◆ Task requirements ◆
a. Reproduce the passage of the text on studying Ecology at Stirling starting at "Studying Ecology at Stirling appealed" and ending at "my chosen career.".
b. Carry on the text about studying Ecology at Stirling from the point where it stops.

Students may spend all or part of Year 3 abroad. There is a well-established reciprocal exchange programme with the University of Guelph in Canada where you will take subjects equivalent to those at Stirling. In addition, there are exchange opportunities with a range of universities in the USA, Australia and Europe.
Studying Ecology at Stirling has been a very rewarding experience. I have gained a lot of practical experience in both labs and in the field, including a trip to Portugal. The lecturers create a supportive and friendly atmosphere and are always willing to help solve any problems I encounter. My final-year project involved studying the mating behaviour of seaweed flies. This involved spending a lot of time in labs as well as several trips to the seaside. My project research contributed to a PhD thesis and was submitted for publication. I really enjoyed undertaking a large project where I could utilise the knowledge and skills which I had gained from the previous three years of studying.’
Jamie Hutchinson BSc (Hons) Ecology, graduated 2006.
Studying Ecology at Stirling appealed to me because of the range of interesting topics covered throughout the course. In addition to this, the campus provides a beautiful environment for studying natural sciences. As someone who loves to be outdoors, for me the highlight of the course has been the field work. Most notably I enjoyed the Swiss field course which was both challenging and rewarding. With the encouragement and enthusiasm of lecturers at the uni, I have achieved my goals – I am now equipped with the skills I need to progress in my chosen career.

◆ Source material ◆
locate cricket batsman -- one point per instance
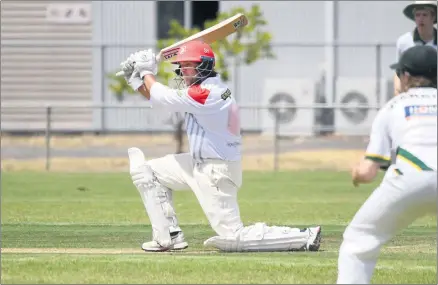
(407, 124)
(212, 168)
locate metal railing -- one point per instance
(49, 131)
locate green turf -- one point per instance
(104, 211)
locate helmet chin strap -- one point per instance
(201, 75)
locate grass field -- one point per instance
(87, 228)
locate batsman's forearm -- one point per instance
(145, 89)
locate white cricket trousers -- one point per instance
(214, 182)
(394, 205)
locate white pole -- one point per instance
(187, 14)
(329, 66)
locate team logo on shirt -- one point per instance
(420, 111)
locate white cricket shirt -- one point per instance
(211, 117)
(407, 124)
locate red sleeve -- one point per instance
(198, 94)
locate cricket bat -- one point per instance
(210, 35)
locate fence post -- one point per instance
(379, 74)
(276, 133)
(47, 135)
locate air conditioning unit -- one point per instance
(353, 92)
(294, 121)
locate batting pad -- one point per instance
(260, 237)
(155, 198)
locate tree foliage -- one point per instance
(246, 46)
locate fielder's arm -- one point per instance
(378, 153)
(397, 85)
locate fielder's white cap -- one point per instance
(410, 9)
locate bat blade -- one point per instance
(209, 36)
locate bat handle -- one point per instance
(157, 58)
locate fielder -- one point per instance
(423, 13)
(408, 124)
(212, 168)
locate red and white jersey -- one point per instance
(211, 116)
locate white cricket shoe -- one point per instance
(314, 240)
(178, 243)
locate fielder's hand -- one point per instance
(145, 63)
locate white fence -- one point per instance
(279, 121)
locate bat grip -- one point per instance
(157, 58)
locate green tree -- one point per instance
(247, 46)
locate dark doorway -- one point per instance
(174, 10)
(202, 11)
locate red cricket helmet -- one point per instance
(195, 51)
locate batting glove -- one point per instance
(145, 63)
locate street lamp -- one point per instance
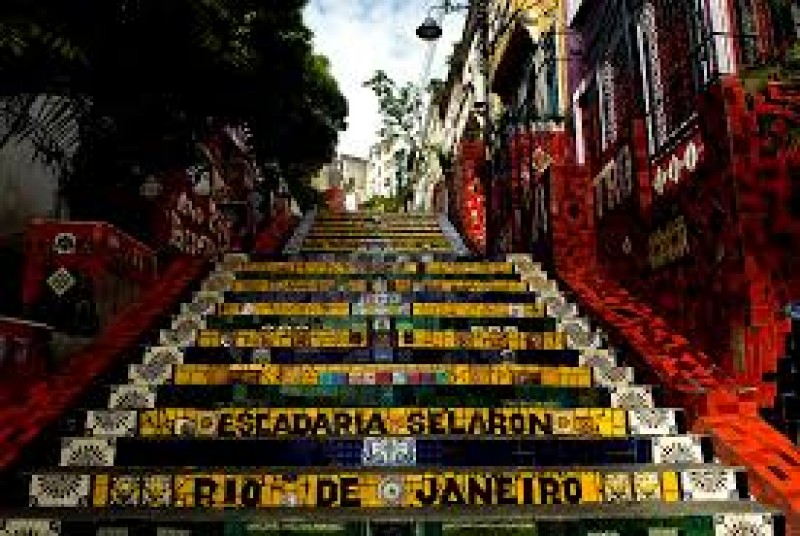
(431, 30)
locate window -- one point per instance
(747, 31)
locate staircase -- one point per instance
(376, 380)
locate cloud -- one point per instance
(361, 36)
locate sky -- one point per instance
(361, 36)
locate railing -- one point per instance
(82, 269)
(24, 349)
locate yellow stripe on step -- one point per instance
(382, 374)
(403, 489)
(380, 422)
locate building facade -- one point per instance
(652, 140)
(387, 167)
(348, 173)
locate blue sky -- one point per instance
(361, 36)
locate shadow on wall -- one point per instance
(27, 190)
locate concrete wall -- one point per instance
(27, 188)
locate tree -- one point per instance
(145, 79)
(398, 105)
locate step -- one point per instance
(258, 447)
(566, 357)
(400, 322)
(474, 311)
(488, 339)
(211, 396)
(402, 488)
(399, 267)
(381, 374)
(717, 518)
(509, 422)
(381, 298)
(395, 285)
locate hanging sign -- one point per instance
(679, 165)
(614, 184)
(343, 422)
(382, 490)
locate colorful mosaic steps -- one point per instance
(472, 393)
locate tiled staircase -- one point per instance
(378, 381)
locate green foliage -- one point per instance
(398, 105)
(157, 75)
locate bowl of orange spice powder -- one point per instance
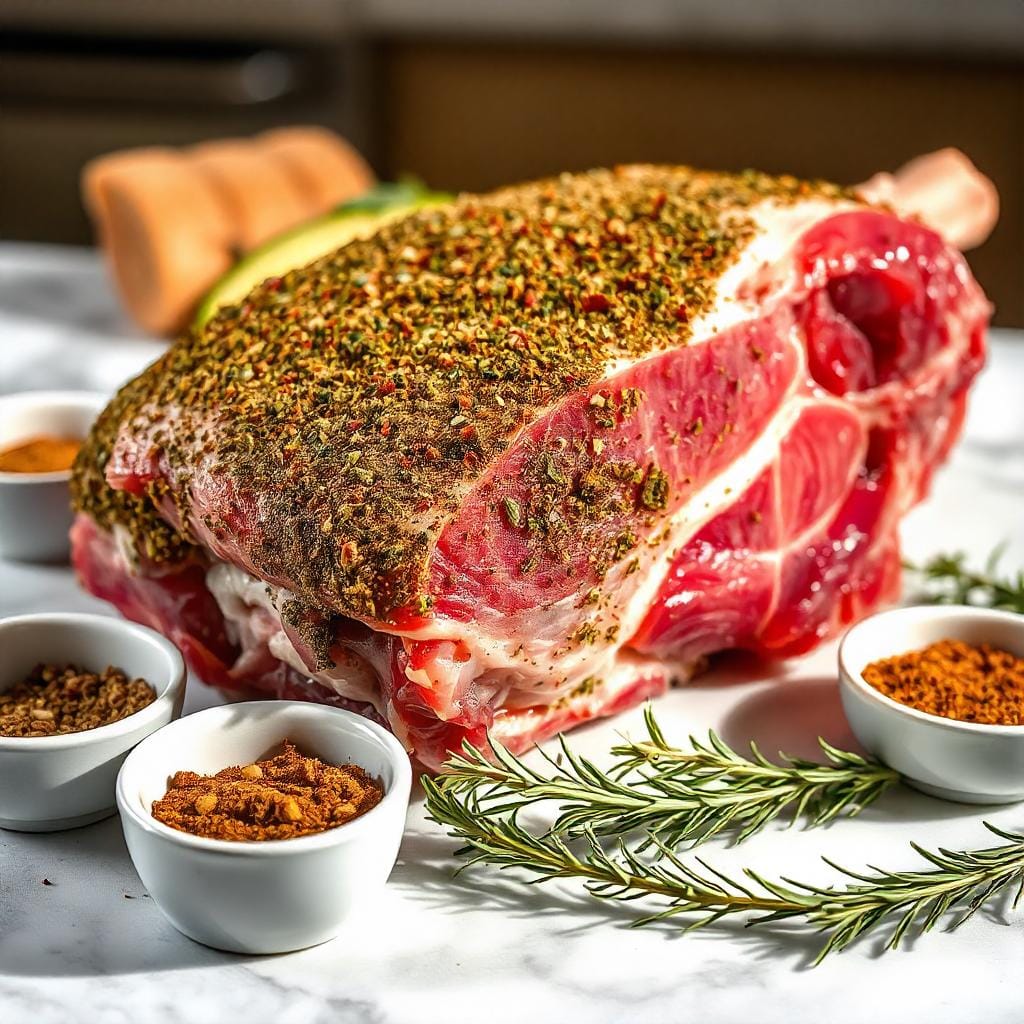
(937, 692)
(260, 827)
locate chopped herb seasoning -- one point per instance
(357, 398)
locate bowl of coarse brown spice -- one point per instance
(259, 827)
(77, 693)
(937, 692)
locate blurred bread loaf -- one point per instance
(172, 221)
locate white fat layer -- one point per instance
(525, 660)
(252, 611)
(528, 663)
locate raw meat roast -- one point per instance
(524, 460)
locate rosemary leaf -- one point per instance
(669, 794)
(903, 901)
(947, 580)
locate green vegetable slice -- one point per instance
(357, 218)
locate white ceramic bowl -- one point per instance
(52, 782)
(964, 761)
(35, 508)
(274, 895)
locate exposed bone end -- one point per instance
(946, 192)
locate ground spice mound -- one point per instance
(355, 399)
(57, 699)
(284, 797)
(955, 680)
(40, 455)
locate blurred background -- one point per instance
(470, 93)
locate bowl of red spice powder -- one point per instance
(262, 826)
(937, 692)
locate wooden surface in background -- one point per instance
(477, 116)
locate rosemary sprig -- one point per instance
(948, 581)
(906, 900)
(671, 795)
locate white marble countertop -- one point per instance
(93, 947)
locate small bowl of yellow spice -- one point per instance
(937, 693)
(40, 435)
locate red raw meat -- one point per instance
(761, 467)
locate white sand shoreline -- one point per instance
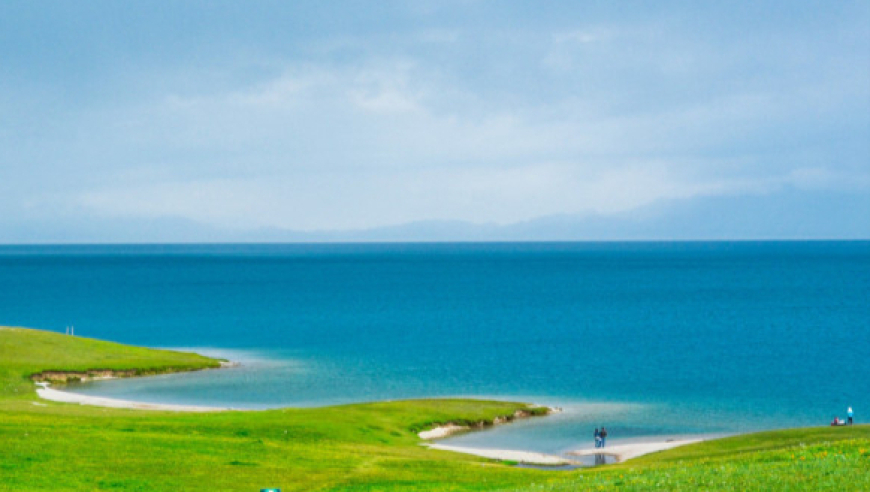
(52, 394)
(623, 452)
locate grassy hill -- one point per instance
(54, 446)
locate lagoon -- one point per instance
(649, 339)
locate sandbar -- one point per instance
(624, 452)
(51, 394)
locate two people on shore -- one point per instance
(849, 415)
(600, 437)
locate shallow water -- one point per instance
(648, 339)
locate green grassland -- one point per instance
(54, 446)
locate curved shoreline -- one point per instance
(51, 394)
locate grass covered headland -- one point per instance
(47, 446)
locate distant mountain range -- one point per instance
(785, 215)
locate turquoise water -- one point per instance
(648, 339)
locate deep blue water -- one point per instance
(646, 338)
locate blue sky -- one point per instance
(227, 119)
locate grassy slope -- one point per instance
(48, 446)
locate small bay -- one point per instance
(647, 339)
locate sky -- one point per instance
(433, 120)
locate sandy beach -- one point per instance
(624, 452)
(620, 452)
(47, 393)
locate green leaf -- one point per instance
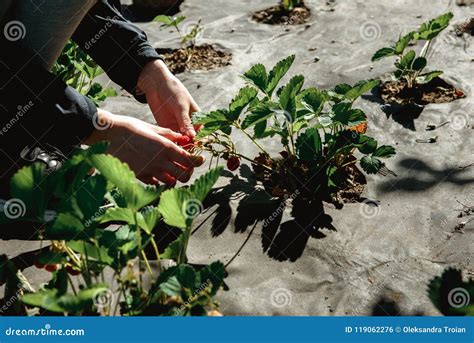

==

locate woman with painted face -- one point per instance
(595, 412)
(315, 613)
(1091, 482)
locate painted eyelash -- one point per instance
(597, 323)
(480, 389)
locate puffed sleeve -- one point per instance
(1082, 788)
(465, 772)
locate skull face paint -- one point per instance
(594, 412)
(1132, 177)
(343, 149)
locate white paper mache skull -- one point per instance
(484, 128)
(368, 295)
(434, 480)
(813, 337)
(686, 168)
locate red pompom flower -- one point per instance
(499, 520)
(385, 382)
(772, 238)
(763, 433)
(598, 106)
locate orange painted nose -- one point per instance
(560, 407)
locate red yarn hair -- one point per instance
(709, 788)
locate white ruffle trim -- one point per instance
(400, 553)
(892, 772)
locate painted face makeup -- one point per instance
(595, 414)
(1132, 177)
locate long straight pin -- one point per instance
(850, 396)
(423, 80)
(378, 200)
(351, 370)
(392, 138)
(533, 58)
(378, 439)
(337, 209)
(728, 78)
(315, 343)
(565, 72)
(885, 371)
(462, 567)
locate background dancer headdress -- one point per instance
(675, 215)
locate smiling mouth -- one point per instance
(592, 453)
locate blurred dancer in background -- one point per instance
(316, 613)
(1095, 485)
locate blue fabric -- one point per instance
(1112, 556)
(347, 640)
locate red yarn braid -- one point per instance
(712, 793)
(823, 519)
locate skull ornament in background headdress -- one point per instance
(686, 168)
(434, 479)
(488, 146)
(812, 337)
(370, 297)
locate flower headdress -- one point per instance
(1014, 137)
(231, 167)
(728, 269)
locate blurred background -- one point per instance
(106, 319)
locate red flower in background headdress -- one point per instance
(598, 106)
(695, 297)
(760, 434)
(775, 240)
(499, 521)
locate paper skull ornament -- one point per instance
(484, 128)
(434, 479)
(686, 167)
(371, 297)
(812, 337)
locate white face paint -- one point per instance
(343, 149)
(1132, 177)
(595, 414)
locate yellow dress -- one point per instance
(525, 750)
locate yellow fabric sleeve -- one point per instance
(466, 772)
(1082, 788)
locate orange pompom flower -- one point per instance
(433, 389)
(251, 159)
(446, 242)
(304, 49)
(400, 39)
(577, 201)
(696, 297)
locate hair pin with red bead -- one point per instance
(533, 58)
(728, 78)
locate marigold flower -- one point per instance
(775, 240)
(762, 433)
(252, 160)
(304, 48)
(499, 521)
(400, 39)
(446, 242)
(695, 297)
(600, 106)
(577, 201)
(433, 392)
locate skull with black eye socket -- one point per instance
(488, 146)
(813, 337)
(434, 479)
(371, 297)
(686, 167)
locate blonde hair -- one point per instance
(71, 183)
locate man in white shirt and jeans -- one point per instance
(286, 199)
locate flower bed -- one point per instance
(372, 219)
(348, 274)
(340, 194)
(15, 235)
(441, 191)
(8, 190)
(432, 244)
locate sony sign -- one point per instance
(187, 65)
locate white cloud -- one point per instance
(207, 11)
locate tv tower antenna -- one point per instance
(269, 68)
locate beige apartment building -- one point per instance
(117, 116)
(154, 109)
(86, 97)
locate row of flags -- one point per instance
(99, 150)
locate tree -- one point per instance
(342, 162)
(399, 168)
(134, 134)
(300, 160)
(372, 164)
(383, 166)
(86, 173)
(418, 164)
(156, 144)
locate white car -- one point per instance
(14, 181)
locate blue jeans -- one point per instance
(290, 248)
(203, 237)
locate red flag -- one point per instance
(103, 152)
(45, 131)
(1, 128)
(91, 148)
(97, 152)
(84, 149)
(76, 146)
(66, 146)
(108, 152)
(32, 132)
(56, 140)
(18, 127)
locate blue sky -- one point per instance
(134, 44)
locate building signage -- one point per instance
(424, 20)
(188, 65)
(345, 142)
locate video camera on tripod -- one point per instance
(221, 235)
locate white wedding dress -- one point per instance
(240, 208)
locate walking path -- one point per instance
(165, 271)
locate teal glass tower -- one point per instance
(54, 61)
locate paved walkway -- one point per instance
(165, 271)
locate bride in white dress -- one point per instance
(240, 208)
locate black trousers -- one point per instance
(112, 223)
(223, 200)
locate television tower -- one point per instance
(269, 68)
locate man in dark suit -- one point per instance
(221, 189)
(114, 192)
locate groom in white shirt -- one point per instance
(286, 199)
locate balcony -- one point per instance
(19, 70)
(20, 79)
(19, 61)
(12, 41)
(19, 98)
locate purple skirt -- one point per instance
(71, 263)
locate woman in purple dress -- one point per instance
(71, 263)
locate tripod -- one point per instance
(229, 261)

◆ Answers to the tasks ◆
a.
Studying Ecology at Stirling appealed to me because of the range of interesting topics covered throughout the course. In addition to this, the campus provides a beautiful environment for studying natural sciences. As someone who loves to be outdoors, for me the highlight of the course has been the field work. Most notably I enjoyed the Swiss field course which was both challenging and rewarding. With the encouragement and enthusiasm of lecturers at the uni, I have achieved my goals – I am now equipped with the skills I need to progress in my chosen career.

b.
Viki Bates 4th year Ecology student 2012
Mario Vallejo-Marin is an evolutionary ecologist who's research focuses on determining the role of adaptation in the evolution of plant reproductive strategies. Managing and conserving natural populations requires an integrated understanding including knowledge of their ecological interactions and evolutionary dynamics, thus understanding how and why plants mate the way they do is key in helping us understand how they evolved - but also to ensure their persistence. In addition to studying natural populations, Mario's research uses introduced and invasive species as models to analyse rapid evolutionary responses to new environmental challenges.
94% of University of Stirling 2012 graduates have found work, or are in a
further programme of study within 6 months of graduation. The Telegraph
ranks Stirling in the top 12 UK universities for getting a job.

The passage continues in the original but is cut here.